Given request: Write out every one of the rows below verbatim.

— start Data extract —

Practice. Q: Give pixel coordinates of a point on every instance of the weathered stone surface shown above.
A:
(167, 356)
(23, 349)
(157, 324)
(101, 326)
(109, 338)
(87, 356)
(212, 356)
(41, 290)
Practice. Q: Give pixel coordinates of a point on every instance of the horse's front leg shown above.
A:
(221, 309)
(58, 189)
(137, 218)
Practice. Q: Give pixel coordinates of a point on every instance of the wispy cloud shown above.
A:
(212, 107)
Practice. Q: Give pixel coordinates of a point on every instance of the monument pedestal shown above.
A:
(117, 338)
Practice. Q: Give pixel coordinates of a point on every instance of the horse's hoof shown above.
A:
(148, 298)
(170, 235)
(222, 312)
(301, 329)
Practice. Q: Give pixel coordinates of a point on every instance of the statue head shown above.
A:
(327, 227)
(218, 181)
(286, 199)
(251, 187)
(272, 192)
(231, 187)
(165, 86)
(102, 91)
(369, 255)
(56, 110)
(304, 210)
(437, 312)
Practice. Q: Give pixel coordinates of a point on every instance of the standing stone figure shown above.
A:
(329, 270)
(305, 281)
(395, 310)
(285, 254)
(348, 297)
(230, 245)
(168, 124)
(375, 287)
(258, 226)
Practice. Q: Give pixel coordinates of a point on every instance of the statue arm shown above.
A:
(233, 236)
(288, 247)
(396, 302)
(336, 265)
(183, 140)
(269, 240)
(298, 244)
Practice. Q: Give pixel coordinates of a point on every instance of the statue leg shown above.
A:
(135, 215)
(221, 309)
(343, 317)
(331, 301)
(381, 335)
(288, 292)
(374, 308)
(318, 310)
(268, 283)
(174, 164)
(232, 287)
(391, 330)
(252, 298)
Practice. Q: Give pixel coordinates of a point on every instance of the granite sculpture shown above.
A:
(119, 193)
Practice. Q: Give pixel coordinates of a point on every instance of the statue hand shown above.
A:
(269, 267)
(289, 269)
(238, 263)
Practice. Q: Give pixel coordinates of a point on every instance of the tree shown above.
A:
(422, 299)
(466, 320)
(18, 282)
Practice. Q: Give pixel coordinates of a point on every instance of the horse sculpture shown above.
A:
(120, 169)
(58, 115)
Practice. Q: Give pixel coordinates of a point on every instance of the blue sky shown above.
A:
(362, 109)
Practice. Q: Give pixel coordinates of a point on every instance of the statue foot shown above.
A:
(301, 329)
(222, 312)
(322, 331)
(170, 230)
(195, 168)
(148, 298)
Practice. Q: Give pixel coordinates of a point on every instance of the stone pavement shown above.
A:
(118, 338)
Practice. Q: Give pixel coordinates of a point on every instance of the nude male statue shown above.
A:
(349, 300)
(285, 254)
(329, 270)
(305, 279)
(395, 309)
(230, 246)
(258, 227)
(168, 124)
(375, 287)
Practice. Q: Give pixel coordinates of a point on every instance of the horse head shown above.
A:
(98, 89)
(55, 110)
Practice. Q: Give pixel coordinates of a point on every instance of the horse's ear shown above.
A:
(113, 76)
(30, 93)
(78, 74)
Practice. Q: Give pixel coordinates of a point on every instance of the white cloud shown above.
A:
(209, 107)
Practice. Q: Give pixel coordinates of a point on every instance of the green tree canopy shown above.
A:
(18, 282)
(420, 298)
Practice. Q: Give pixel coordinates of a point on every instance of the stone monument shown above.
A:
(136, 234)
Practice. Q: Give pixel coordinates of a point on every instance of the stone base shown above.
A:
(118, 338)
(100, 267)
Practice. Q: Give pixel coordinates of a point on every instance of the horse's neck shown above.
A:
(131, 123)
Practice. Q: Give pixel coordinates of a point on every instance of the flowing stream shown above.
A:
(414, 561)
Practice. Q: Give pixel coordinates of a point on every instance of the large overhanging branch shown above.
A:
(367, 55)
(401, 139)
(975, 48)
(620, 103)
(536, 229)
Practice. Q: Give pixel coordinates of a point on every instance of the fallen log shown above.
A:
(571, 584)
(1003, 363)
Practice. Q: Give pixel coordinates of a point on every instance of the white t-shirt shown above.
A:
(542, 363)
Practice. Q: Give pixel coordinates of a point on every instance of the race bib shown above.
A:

— end Data extract —

Result:
Practice. Q: Give pixel coordinates of a point on every instance of the weathered stone surface shown above.
A:
(167, 356)
(23, 349)
(157, 324)
(101, 326)
(109, 338)
(87, 356)
(212, 356)
(41, 290)
Practice. Q: Give pixel coordinates of a point on every instance of the horse's front leg shown above.
A:
(221, 309)
(58, 189)
(137, 218)
Practice. Q: Give pixel coordinates of a point on every instance of the wispy cloud shown above.
A:
(212, 107)
Practice. Q: Give pixel coordinates of a point on every instance of the monument pedestal shown above.
A:
(117, 338)
Practice. Q: Give pixel coordinates of a point on every instance of the horse's hoof shown above.
A:
(148, 298)
(170, 235)
(222, 312)
(301, 329)
Practice. Q: Give pixel coordinates of a point on every instance of the statue head shown above.
A:
(327, 227)
(218, 181)
(286, 199)
(251, 187)
(272, 192)
(231, 187)
(165, 86)
(102, 91)
(369, 255)
(56, 110)
(304, 210)
(437, 312)
Practice. Q: Give pixel coordinates of a point on every instance of the standing stone figure shown above.
A:
(329, 270)
(305, 281)
(395, 310)
(285, 254)
(348, 297)
(230, 245)
(168, 124)
(375, 287)
(258, 226)
Practice. Q: Give pixel coordinates of a point on every instance of the statue arm shown above.
A:
(233, 236)
(288, 247)
(396, 302)
(336, 265)
(183, 140)
(269, 240)
(298, 244)
Practice. Q: Give pixel coordinates of a point on every instance of the statue leg shown above.
A:
(135, 215)
(221, 309)
(343, 317)
(331, 301)
(381, 335)
(288, 292)
(374, 308)
(318, 310)
(268, 283)
(174, 164)
(232, 287)
(391, 330)
(252, 298)
Practice. Q: Give pixel coordinates of a point on every instance of the granite sculpture shown above.
A:
(119, 193)
Practice. Q: Give pixel coordinates of a point on every instance of the statue hand shown above.
A:
(269, 267)
(289, 269)
(238, 263)
Practice. Q: Give pixel coordinates of a point on every instance of the tree shown above.
A:
(422, 299)
(466, 320)
(18, 282)
Practice. Q: Give pixel coordinates of a point on every instance of the horse sculpture shown above.
A:
(120, 169)
(58, 115)
Practice. Q: Give pixel coordinates of a point on every instance of the blue sky shown above.
A:
(362, 109)
Practice. Q: Give pixel coordinates of a point on every instance of the statue foot shown above.
A:
(301, 329)
(222, 312)
(322, 331)
(170, 230)
(195, 168)
(148, 298)
Practice. Q: Give pixel coordinates of a point on every instance of the stone pavement shown above.
A:
(118, 338)
Practice. Q: Give pixel coordinates of a point on every instance of the nude male statue shown above.
A:
(349, 300)
(285, 254)
(329, 270)
(305, 279)
(395, 309)
(230, 246)
(258, 227)
(168, 124)
(375, 287)
Practice. Q: Give pixel coordinates of a point on every instance of the horse head shown above.
A:
(98, 89)
(55, 110)
Practice. Q: Give pixel coordinates of a point on every instance of the horse's ear shown above.
A:
(113, 76)
(30, 93)
(78, 74)
Practice. Q: Give pixel coordinates of a point on every instance of the white cloud shown above.
A:
(209, 107)
Practice. Q: Give pixel coordinates of a point on every instance of the green tree canopy shown above.
A:
(18, 282)
(420, 298)
Practice. Q: Give pixel coordinates of a point on every instance of the stone monument shown above.
A:
(136, 234)
Practice. Q: Give pixel coordinates of a point on every instance of the stone base shown above.
A:
(118, 338)
(100, 267)
Practice. Q: Give pixel coordinates of a point on every instance of the horse's neck shown above.
A:
(131, 123)
Practice. Q: Give pixel coordinates of a point on every instance of the flowing stream shown above.
A:
(414, 561)
Practice. Q: Give pixel coordinates of a point on every instance of the large overhanging branch shown above.
A:
(367, 55)
(401, 139)
(975, 48)
(620, 103)
(536, 229)
Practice. Q: Give pixel coordinates of a point on every instance of the fallen log shown above.
A:
(571, 584)
(1003, 363)
Practice. Q: Give pixel coordinates of a point on every instance of the white t-shirt shown above.
A:
(542, 363)
Practice. Q: Give pixel coordinates of a point on every instance of the race bib shown above.
A:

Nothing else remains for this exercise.